> 选定文本:
++++++++++

[toc]
1. java1.8 中的Reference结构
在jdk1.8中,Reference位于java.lan.ref包中。
主要的类有:Reference、SoftReference、WeakReference、PhantomReference及FinalReference、和Finalizer。其中最核心的是抽象类Reference,其他的Reference都继承了这个抽象类。分别对应java的软、弱、虚引用。而强引用是系统缺省的引用关系,用等号即可表示。因此没有专门的类。另外还有一个FinalReference,这个类主要是配合Finalizer机制使用。Finalizer本身存在诸多问题,在jdk1.9中已经被替换为另外一种Cleaner机制来配合PhantomReference机制,本文暂不涉及jdk1.9中的内容仅限于jdk1.8。
还有一个关键的类是ReferenceQueue,
java.lan.ref包中各类的关系如下图:
也可以通过idea提供的Diagram查看:
上述Reference总结见下表:
类名 | 引用类型 | 说明 |
---|---|---|
SoftReference | 软引用 | 堆内存不足时,垃圾回收器会回收对应引用 |
WeakReference | 弱引用 | 每次垃圾回收都会回收其引用 |
PhantomReference | 虚引用 | 对引用无影响,只用于获取对象被回收的通知 |
FinalReference | - | Java用于实现finalization的一个内部类 |
2. 引用与可达性
要搞懂Reference,必须要对GC的过程进行进一步的了解。
我们在前文中已经体会了jvm中定义的这些引用的具体用法。
我们知道,GC决定是否对一个对象进行回收,主要根据的是从GC ROOT 节点往下搜索,进行可达性计算。GC根据可达性结果决定是否对这些对象进行回收。可达性主要有五种,分别与这4种引用类型进行对应。

++++++++++

> 条目:
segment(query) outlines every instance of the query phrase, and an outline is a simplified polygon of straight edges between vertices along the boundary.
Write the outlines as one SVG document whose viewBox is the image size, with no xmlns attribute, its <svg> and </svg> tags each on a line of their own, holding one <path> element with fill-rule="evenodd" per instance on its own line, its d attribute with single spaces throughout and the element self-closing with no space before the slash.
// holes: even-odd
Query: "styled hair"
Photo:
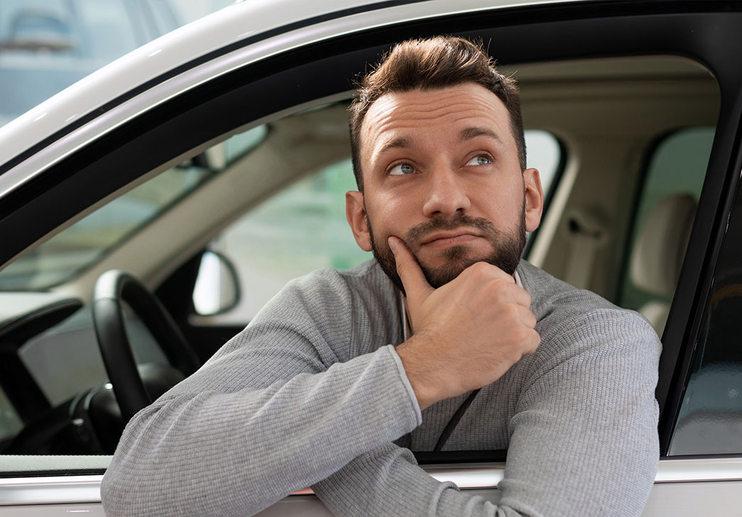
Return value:
<svg viewBox="0 0 742 517">
<path fill-rule="evenodd" d="M 521 169 L 525 169 L 525 139 L 520 96 L 514 79 L 499 73 L 482 48 L 463 38 L 436 36 L 398 43 L 358 85 L 350 111 L 350 150 L 353 174 L 363 192 L 361 164 L 361 126 L 371 105 L 392 92 L 433 90 L 466 83 L 480 84 L 497 96 L 508 108 L 510 130 L 518 150 Z"/>
</svg>

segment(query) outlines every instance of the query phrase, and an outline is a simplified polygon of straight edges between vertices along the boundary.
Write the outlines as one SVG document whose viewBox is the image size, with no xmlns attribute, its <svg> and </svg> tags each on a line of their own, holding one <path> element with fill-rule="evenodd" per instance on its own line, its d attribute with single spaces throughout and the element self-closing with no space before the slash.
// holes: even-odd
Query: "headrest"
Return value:
<svg viewBox="0 0 742 517">
<path fill-rule="evenodd" d="M 629 264 L 631 281 L 658 296 L 672 296 L 697 204 L 689 194 L 665 198 L 655 205 L 637 239 Z"/>
</svg>

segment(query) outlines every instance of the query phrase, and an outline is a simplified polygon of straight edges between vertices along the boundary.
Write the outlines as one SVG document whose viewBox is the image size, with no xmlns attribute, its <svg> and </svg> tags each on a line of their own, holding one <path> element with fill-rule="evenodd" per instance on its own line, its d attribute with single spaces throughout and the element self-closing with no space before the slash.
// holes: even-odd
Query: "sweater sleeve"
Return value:
<svg viewBox="0 0 742 517">
<path fill-rule="evenodd" d="M 419 424 L 392 346 L 344 361 L 323 337 L 343 333 L 317 321 L 347 322 L 289 290 L 134 416 L 101 487 L 109 517 L 252 515 Z"/>
<path fill-rule="evenodd" d="M 349 517 L 638 517 L 657 465 L 659 340 L 639 316 L 614 314 L 549 336 L 577 352 L 534 361 L 510 422 L 496 504 L 433 479 L 390 444 L 354 458 L 316 493 Z"/>
</svg>

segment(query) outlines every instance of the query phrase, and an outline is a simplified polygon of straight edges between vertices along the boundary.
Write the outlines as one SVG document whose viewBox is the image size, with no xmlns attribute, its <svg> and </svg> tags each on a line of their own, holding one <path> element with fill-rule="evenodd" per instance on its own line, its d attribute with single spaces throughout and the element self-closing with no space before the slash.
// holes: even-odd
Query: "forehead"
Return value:
<svg viewBox="0 0 742 517">
<path fill-rule="evenodd" d="M 515 146 L 510 114 L 494 93 L 467 83 L 433 90 L 393 92 L 369 108 L 361 127 L 361 147 L 367 153 L 390 138 L 412 138 L 421 131 L 437 130 L 438 136 L 459 134 L 467 127 L 487 127 Z"/>
</svg>

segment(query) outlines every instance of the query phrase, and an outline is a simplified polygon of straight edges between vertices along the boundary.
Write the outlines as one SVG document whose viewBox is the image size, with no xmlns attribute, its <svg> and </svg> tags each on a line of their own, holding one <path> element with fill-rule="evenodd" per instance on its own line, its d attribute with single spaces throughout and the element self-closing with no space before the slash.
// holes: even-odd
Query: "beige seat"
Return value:
<svg viewBox="0 0 742 517">
<path fill-rule="evenodd" d="M 668 196 L 649 213 L 631 250 L 629 271 L 638 289 L 657 297 L 639 308 L 662 335 L 680 274 L 697 204 L 689 194 Z"/>
</svg>

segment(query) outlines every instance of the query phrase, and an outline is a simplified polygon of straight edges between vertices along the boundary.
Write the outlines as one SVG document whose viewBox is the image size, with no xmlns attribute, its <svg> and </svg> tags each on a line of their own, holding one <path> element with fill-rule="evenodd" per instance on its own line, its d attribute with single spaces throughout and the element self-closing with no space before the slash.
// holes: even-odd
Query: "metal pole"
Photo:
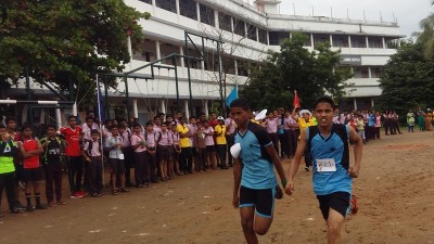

++++++++++

> 任务要求:
1. 请原样引用选定文本中从“主要的类有:Referenc”一直到“中的内容仅限于jdk1.8。”的全部内容。
2. 选定文本的表格里，“类名”一栏列出了哪些类？请全部写出。
作答时只依据选定文本。

> 答案列表:
1.
主要的类有:Reference、SoftReference、WeakReference、PhantomReference及FinalReference、和Finalizer。其中最核心的是抽象类Reference,其他的Reference都继承了这个抽象类。分别对应java的软、弱、虚引用。而强引用是系统缺省的引用关系,用等号即可表示。因此没有专门的类。另外还有一个FinalReference,这个类主要是配合Finalizer机制使用。Finalizer本身存在诸多问题,在jdk1.9中已经被替换为另外一种Cleaner机制来配合PhantomReference机制,本文暂不涉及jdk1.9中的内容仅限于jdk1.8。

2. SoftReference、WeakReference、PhantomReference、FinalReference